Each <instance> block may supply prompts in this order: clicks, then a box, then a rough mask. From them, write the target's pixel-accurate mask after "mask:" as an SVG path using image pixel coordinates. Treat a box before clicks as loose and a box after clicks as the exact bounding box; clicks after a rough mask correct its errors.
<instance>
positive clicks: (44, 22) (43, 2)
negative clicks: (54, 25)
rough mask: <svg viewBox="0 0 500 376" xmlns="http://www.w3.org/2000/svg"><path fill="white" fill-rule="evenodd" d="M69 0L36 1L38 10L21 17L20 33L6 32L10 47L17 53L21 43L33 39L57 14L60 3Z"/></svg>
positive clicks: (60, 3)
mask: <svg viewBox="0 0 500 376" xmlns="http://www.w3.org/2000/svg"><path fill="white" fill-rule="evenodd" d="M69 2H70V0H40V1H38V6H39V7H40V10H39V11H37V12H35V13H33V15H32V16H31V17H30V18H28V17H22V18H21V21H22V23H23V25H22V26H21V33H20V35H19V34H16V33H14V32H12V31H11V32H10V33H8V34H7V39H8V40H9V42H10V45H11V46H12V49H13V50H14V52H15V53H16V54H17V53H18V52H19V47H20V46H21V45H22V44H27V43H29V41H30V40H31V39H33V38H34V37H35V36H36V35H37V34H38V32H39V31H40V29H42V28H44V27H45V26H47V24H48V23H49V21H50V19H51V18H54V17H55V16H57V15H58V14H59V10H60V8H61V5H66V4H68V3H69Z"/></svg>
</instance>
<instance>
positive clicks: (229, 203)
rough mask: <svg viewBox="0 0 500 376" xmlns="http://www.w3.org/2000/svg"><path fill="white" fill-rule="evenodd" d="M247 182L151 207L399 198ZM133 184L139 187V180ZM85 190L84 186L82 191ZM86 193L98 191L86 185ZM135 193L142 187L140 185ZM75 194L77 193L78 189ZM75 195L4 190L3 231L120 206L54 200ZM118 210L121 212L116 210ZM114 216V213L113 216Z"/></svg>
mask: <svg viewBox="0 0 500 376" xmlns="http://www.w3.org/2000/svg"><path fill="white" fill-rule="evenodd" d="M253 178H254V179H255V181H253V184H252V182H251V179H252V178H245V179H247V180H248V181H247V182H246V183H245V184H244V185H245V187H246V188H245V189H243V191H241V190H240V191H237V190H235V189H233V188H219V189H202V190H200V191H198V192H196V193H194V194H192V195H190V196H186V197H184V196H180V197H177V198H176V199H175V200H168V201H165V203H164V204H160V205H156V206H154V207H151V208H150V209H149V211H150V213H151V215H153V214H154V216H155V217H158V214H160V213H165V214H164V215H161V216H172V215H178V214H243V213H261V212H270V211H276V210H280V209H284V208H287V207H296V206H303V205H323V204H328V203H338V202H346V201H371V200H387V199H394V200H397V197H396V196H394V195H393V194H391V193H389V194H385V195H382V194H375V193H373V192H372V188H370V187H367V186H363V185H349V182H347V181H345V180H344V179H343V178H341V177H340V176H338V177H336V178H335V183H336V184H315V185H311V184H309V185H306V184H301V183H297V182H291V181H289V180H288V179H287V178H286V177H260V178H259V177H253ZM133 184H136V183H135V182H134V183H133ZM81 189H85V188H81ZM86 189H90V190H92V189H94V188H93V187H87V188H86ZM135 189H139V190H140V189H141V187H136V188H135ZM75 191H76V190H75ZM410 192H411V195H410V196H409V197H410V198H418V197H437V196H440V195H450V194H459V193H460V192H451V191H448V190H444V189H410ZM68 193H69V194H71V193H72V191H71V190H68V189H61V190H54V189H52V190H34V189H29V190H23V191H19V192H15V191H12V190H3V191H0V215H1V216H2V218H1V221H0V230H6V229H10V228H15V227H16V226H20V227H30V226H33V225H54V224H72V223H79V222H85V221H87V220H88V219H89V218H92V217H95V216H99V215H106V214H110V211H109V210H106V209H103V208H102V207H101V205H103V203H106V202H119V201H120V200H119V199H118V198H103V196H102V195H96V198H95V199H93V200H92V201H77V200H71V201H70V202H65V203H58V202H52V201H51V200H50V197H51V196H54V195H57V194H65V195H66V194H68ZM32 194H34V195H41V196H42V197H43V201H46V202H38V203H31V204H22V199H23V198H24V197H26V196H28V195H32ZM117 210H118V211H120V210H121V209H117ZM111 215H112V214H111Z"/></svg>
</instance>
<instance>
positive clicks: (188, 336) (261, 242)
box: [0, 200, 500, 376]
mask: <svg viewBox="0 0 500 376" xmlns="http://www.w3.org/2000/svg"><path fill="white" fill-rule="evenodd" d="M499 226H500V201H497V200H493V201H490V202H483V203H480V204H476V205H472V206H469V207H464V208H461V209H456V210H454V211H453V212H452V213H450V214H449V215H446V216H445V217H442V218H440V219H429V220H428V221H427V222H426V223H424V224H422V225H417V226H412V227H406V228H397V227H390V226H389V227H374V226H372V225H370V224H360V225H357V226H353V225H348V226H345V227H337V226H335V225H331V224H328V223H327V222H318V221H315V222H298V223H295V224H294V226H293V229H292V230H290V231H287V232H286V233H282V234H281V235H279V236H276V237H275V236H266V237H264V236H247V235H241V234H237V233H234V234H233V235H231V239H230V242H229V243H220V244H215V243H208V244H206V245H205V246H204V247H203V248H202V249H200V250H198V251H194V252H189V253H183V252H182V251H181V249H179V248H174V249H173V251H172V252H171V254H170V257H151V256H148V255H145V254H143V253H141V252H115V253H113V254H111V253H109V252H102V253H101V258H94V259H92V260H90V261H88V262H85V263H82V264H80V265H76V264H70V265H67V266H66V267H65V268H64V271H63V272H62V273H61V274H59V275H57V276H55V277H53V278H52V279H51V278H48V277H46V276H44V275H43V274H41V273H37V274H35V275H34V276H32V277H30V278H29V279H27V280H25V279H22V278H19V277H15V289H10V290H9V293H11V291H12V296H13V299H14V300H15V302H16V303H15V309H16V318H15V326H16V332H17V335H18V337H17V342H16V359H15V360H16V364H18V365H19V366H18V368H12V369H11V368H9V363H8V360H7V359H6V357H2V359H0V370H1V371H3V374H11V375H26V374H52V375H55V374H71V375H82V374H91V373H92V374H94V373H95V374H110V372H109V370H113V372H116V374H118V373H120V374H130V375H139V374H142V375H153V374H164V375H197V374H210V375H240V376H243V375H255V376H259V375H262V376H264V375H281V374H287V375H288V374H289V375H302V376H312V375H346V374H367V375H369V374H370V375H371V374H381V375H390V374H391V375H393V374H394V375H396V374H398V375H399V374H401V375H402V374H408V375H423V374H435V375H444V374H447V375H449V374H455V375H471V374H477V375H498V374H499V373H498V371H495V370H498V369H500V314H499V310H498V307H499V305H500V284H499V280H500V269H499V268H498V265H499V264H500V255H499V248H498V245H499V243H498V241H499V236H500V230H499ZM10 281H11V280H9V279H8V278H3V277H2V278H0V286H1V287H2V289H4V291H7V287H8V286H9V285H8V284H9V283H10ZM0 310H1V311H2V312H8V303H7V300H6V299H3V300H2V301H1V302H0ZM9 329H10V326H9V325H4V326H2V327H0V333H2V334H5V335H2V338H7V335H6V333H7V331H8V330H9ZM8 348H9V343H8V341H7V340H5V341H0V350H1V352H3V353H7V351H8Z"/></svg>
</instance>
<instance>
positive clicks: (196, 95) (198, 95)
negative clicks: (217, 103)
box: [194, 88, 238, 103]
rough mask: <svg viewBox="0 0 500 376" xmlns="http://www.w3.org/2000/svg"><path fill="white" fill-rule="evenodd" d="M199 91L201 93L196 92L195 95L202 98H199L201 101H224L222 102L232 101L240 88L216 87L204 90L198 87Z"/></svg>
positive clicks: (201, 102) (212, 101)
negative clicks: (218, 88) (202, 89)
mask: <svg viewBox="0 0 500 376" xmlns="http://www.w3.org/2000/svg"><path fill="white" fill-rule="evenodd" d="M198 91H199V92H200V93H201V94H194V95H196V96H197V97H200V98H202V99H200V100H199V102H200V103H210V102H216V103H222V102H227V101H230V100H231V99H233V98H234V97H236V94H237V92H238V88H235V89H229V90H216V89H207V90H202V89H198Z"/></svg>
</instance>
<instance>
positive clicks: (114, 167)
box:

──────

The task
Rewrite everything from the line containing "91L201 93L196 92L195" down to the line containing "positive clicks: (201, 102) (212, 101)", swapping "rough mask" for "coarse mask" and leaving the rest unchanged. Give only those lines.

Expected answer
coarse mask: <svg viewBox="0 0 500 376" xmlns="http://www.w3.org/2000/svg"><path fill="white" fill-rule="evenodd" d="M199 91L201 93L196 92L195 95L202 98H199L201 101H224L222 102L232 101L240 88L216 87L204 90L198 87Z"/></svg>
positive clicks: (201, 102) (212, 101)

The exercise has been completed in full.